• Obiettivo A:
Modifica i record, dall'inizio fino alla riga che contiene "M 119 110 L" compresa: riscrivi queste righe sostituendo "welcome" con "appreciated" e lascia invariato tutto il resto.

• Brano fornito:
##############################

Gramsci sottolinea l’importanza di creare un comitato omogeneo e forte superando le tendenze presenti nel partito e rimprovera la sinistra di Bordiga invitandola alla collaborazione, superando il frazionismo. Il rifiuto di Bordiga a collaborare aveva posto in una situazione difficile il partito ed i congressi federali lo avevano invitato a modificare il suo comportamento.
Bordiga presenta i punti di dissenso fra l’Internazionale (Komintern) e la sinistra del P.C. Ricorda i dissensi sul fronte unico e il governo operaio e accusa l’Internazionale stessa di opportunismo di destra in relazione alla politica di alleanza con la socialdemocrazia in Germania. Egli sostiene che non esiste nessuna iniziativa di frazionistica e che non mette in discussione l’autorità della Centrale che esaspera i dissensi e che non è intenzionato a compiere atti che rendano più difficile risolvere la crisi del momento. La sua intenzione è di chiudere ogni divergenza interna mantenendo la libertà di esprimere tutti gli argomenti della sinistra. La tattica del Komintern aveva sterzato a destra ma il partito si riconosce come sezione dell’Internazionale.

##############################

• Obiettivo B:
Nel brano su Gramsci e Bordiga, di che cosa Bordiga accusa l'Internazionale?

##############################

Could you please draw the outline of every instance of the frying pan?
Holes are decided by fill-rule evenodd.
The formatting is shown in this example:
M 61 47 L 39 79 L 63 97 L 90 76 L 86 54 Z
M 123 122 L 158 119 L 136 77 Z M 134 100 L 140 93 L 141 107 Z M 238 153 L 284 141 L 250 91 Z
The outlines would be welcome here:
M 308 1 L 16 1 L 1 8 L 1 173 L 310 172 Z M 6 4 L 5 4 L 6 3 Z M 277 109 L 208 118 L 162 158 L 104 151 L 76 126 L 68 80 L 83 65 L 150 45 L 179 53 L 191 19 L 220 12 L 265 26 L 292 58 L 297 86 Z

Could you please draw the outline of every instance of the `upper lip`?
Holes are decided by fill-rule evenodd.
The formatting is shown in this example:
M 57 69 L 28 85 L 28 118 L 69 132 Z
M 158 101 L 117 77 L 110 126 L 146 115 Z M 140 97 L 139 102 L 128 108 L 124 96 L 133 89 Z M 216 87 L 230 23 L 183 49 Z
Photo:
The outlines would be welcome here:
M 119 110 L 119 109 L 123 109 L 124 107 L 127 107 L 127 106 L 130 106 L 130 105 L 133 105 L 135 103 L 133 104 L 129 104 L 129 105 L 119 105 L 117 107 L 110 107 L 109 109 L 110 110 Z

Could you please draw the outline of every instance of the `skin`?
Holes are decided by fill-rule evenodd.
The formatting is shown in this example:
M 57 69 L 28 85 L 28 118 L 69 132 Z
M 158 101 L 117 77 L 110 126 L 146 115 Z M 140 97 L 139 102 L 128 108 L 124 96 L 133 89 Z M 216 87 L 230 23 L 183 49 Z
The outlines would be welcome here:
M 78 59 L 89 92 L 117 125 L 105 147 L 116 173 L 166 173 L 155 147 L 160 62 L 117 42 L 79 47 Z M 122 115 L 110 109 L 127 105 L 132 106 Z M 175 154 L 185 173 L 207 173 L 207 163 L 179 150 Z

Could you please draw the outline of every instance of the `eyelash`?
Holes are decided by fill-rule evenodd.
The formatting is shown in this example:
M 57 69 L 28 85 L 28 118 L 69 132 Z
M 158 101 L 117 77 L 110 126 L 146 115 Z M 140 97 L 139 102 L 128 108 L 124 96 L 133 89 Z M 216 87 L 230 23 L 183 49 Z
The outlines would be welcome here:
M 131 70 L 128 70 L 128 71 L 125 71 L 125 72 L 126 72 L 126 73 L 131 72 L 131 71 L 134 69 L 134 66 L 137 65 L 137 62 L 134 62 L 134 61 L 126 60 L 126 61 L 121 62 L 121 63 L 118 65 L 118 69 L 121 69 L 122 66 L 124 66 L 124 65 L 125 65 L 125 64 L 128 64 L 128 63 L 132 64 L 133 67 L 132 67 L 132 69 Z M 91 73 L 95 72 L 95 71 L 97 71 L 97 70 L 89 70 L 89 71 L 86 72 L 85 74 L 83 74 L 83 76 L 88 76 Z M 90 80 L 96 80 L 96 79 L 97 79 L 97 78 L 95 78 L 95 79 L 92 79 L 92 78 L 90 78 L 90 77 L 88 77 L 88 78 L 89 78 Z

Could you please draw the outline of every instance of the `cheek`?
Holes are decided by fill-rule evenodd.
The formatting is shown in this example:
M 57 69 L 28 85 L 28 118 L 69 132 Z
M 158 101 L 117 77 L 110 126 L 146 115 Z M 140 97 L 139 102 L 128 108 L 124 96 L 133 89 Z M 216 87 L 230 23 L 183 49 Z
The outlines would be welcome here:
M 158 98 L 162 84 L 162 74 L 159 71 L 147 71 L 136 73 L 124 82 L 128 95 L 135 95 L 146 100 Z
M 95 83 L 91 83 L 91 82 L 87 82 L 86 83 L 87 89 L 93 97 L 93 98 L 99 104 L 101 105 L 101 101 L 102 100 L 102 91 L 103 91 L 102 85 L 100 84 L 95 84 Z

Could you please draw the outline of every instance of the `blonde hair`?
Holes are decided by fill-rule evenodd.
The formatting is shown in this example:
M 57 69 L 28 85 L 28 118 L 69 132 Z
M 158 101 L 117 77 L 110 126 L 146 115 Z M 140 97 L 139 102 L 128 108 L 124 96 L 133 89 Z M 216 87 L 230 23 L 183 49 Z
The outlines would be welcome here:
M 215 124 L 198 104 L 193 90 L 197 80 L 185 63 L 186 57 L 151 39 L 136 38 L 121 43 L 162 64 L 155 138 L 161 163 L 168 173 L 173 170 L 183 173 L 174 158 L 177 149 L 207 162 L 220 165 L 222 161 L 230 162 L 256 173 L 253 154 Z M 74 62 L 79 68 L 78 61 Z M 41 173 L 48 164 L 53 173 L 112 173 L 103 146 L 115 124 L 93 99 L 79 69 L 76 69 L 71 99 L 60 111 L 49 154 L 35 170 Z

##############################

• Risultato A:
Could you please draw the outline of every instance of the frying pan?
Holes are decided by fill-rule evenodd.
The formatting is shown in this example:
M 61 47 L 39 79 L 63 97 L 90 76 L 86 54 Z
M 123 122 L 158 119 L 136 77 Z M 134 100 L 140 93 L 141 107 Z M 238 153 L 284 141 L 250 91 Z
The outlines would be appreciated here:
M 308 1 L 16 1 L 1 8 L 1 173 L 310 172 Z M 6 4 L 5 4 L 6 3 Z M 277 109 L 208 118 L 162 158 L 104 151 L 76 126 L 68 80 L 83 65 L 150 45 L 179 53 L 191 19 L 220 12 L 265 26 L 292 58 L 297 86 Z

Could you please draw the outline of every instance of the `upper lip`?
Holes are decided by fill-rule evenodd.
The formatting is shown in this example:
M 57 69 L 28 85 L 28 118 L 69 132 Z
M 158 101 L 117 77 L 110 126 L 146 115 Z M 140 97 L 139 102 L 128 108 L 124 96 L 133 89 Z M 216 87 L 230 23 L 183 49 Z
Photo:
The outlines would be appreciated here:
M 119 110 L 119 109 L 123 109 L 124 107 L 127 107 L 127 106 L 130 106 L 130 105 L 133 105 L 135 103 L 133 104 L 129 104 L 129 105 L 119 105 L 117 107 L 110 107 L 109 109 L 110 110 Z

• Risultato B:
Di opportunismo di destra, in relazione alla politica di alleanza con la socialdemocrazia in Germania.